GIVEN EXERCISE
According to the forum thread below about a Madone 6.5 fork, what did the replacement fork cost with shipping?

EXTRACTED TEXT
^^^^^^^^

# 2010 Madone 6.5 fork $$ ?



## RacerOne (Aug 17, 2009)

Crashed and looks like I'll need a new one.. Bike shop doesn't have a price on it yet, anybody know what this is going to set me back with (or without) the Trek crash replacement program? Ugh.


----------



## RacerOne (Aug 17, 2009)

To answer my own question.. $500 with shipping.


----------



## jsedlak (Jun 17, 2008)

yikes.

will it match?


----------



## RacerOne (Aug 17, 2009)

Supposedly. It was a stock paint scheme so it should be ok. By the way, that was with the Trek crash replacement program and the shop making $0.00 off of it.


----------



## RacerOne (Aug 17, 2009)

Doesn't really look like $500.00 in damage does it?


----------



## Marc (Jan 23, 2005)

RacerOne said:


> Doesn't really look like $500.00 in damage does it?


Yep it looks like you'll need a new fork. $500ish is what a new high end fork runs for, especially when you add in painting it.


----------



## berny1234 (Sep 3, 2008)

I just had a similiar incident, wrecked and cracked my fork, albeit slightly more seriously...the right leg basically snapped in half. Is there any chance you could still get a fork that matches the 2010 paint schemes?


----------



## RacerOne (Aug 17, 2009)

From what I gather from the bike shop replacing mine, they aren't giving out the old ones due to the 'issue' with them breaking at the steer tube. Therefore, they junked all the ones they had in stock and are now busy painting up a bunch of the new ones with the beefed up steerer. I'm supposed to be getting the old style scheme to match my bike.


----------



## RacerOne (Aug 17, 2009)

Bike shop just called, it looks like the fork is on the truck for delivery. This makes me happy, and just a little over 2 weeks for the new one to come in isn't that bad.


----------



## RacerOne (Aug 17, 2009)

The bike shop just got the new fork in for me, they and I were quite surprised to see that it was actually a 2008 model (with the fork crown thing on top) painted black.. not quite was I was expecting.. shop is looking into it.


----------

^^^^^^^^

SUPPLIED INFORMATION

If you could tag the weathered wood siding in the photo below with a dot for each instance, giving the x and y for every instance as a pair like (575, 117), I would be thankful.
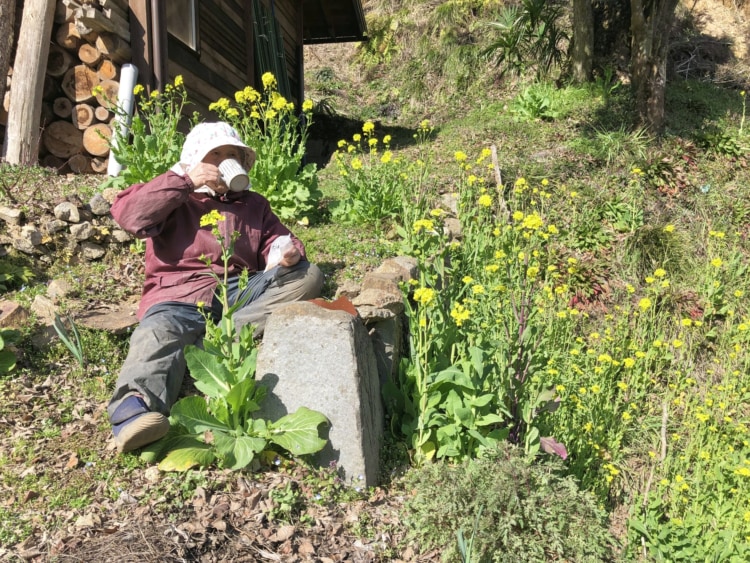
(224, 61)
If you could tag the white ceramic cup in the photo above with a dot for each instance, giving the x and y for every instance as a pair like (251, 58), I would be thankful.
(234, 175)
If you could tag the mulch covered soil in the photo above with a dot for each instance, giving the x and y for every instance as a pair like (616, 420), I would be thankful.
(129, 511)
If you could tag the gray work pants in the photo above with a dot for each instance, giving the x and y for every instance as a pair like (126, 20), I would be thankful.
(155, 365)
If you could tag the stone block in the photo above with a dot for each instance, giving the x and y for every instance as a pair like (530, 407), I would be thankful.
(324, 360)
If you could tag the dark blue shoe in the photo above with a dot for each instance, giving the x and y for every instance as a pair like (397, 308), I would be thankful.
(134, 425)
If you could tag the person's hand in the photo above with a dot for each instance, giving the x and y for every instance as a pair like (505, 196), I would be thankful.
(291, 257)
(205, 174)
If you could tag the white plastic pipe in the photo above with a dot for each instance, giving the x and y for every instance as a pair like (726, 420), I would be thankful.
(125, 101)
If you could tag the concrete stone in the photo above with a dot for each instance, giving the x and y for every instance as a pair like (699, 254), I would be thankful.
(324, 360)
(388, 342)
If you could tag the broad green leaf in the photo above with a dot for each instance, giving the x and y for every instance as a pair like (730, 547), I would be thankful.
(183, 459)
(455, 376)
(482, 400)
(239, 399)
(489, 418)
(427, 450)
(298, 432)
(238, 452)
(465, 416)
(210, 375)
(192, 413)
(177, 437)
(452, 402)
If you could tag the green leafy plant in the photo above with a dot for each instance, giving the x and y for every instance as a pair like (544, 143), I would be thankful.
(221, 427)
(70, 337)
(12, 275)
(528, 35)
(535, 102)
(269, 124)
(7, 357)
(152, 142)
(379, 186)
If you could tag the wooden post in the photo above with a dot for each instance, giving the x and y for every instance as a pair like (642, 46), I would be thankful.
(22, 133)
(7, 33)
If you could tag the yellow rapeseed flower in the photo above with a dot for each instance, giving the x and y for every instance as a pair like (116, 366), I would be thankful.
(422, 224)
(424, 295)
(460, 314)
(268, 80)
(211, 219)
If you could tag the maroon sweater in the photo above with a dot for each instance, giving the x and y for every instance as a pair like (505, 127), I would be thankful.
(167, 213)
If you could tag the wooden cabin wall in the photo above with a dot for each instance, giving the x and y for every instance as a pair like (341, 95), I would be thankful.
(222, 64)
(289, 16)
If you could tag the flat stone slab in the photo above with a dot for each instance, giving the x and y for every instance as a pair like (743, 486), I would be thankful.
(323, 359)
(117, 318)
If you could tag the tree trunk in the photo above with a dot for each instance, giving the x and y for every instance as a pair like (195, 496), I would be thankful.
(583, 40)
(7, 19)
(22, 133)
(650, 24)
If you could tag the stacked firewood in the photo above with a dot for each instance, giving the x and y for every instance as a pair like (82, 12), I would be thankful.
(90, 41)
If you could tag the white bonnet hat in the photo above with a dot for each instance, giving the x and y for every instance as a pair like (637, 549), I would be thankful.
(205, 137)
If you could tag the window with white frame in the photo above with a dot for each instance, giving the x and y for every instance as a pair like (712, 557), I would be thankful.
(181, 21)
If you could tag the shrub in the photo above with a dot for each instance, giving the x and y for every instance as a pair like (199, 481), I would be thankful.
(269, 124)
(519, 510)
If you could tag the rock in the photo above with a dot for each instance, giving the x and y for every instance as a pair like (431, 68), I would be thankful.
(117, 319)
(324, 360)
(68, 212)
(58, 288)
(109, 194)
(55, 225)
(11, 216)
(44, 308)
(82, 231)
(91, 251)
(376, 304)
(99, 205)
(121, 236)
(28, 239)
(404, 266)
(449, 201)
(12, 315)
(348, 289)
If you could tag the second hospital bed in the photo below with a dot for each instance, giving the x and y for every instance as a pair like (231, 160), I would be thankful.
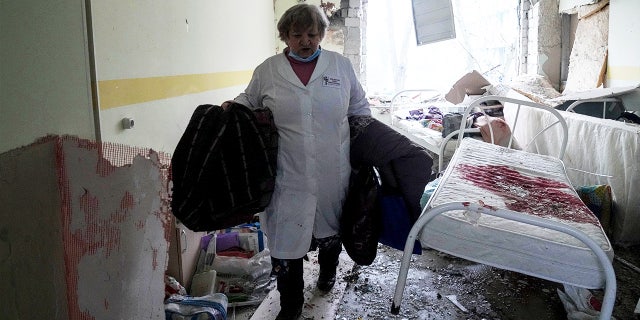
(515, 210)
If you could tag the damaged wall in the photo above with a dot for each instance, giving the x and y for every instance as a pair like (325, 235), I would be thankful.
(542, 49)
(588, 59)
(83, 231)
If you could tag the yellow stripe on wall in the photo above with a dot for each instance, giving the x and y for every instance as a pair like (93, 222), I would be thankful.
(623, 72)
(117, 93)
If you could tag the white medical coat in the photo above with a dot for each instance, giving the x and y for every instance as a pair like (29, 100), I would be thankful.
(313, 148)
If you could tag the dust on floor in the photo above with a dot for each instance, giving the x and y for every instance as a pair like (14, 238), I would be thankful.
(435, 280)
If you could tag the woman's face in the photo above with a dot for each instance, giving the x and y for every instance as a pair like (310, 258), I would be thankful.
(304, 43)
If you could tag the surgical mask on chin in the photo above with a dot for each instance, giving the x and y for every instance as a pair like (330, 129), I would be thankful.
(307, 59)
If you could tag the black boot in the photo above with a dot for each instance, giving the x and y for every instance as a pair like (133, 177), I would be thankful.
(328, 253)
(290, 285)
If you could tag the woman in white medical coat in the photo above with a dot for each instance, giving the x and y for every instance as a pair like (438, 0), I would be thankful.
(310, 92)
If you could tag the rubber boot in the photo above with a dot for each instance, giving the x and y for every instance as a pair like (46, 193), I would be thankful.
(329, 250)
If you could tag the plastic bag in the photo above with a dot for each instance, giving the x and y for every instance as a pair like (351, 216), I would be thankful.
(209, 307)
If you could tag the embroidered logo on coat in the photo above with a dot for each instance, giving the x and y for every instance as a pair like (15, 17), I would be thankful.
(329, 81)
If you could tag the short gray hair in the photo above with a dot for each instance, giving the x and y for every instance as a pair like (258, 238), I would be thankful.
(302, 16)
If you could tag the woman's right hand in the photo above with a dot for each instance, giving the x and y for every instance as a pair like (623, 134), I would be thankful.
(226, 104)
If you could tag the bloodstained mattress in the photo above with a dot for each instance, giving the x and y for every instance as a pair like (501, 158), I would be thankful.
(527, 183)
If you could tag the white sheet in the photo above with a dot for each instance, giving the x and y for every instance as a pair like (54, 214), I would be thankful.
(600, 151)
(508, 244)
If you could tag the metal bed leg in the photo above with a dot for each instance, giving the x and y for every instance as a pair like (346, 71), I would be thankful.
(428, 215)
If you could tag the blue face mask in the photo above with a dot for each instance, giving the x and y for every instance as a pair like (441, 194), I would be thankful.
(307, 59)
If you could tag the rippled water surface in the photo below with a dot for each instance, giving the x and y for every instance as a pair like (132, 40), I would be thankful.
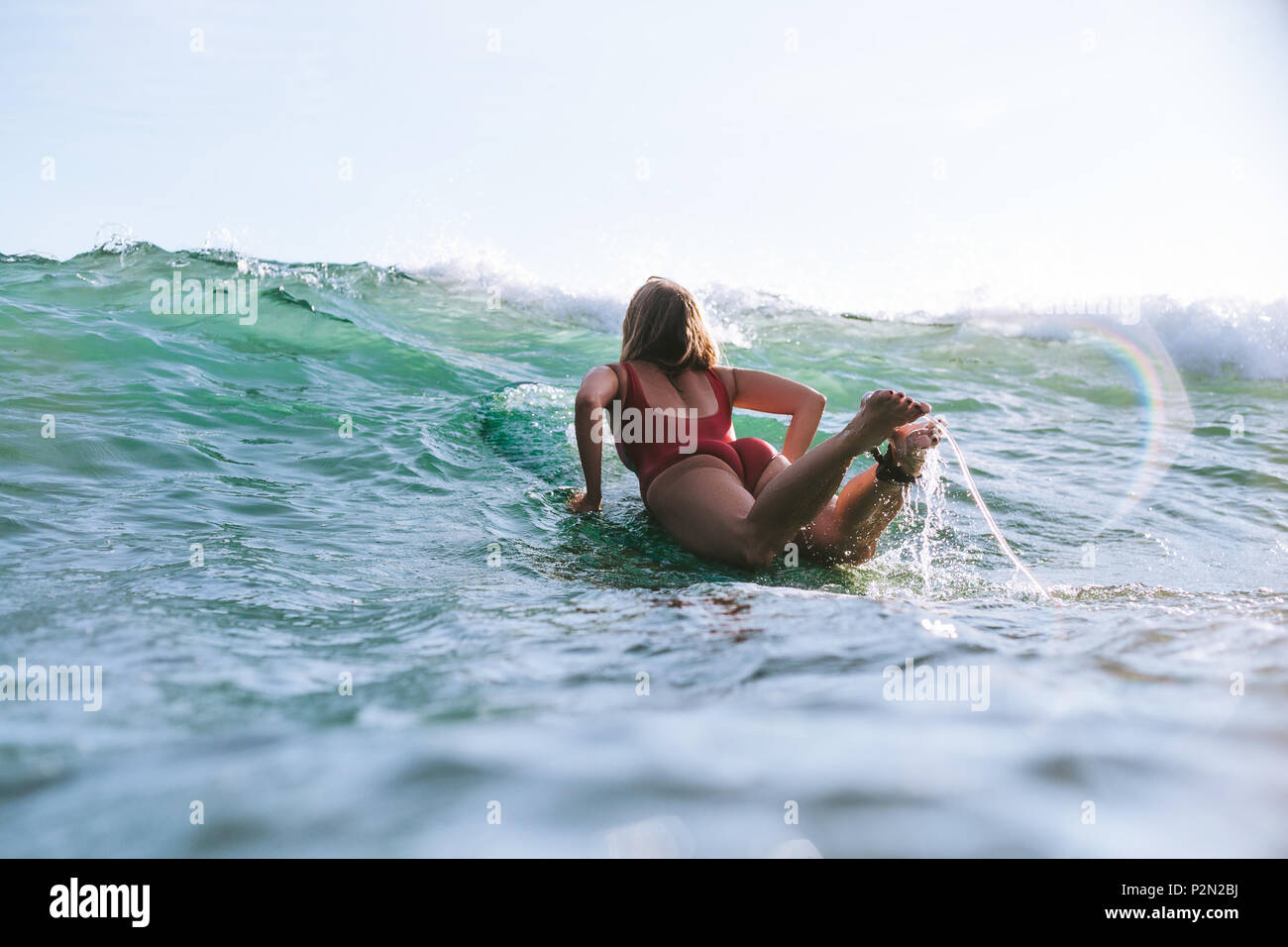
(498, 647)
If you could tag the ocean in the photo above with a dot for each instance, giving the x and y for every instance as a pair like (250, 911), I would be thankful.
(318, 551)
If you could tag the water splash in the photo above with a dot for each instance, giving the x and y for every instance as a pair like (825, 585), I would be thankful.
(983, 508)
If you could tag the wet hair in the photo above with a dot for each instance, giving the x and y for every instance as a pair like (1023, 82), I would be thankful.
(664, 326)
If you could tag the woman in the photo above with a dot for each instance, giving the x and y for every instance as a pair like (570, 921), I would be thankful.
(737, 499)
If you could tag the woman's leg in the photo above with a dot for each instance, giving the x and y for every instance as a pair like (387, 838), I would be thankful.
(849, 528)
(703, 504)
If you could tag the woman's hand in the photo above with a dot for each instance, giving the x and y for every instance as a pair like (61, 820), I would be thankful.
(581, 501)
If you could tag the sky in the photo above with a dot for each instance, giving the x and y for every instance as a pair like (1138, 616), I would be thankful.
(880, 155)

^^^^^^^^

RESPONSE TO THE EXERCISE
$500, including shipping.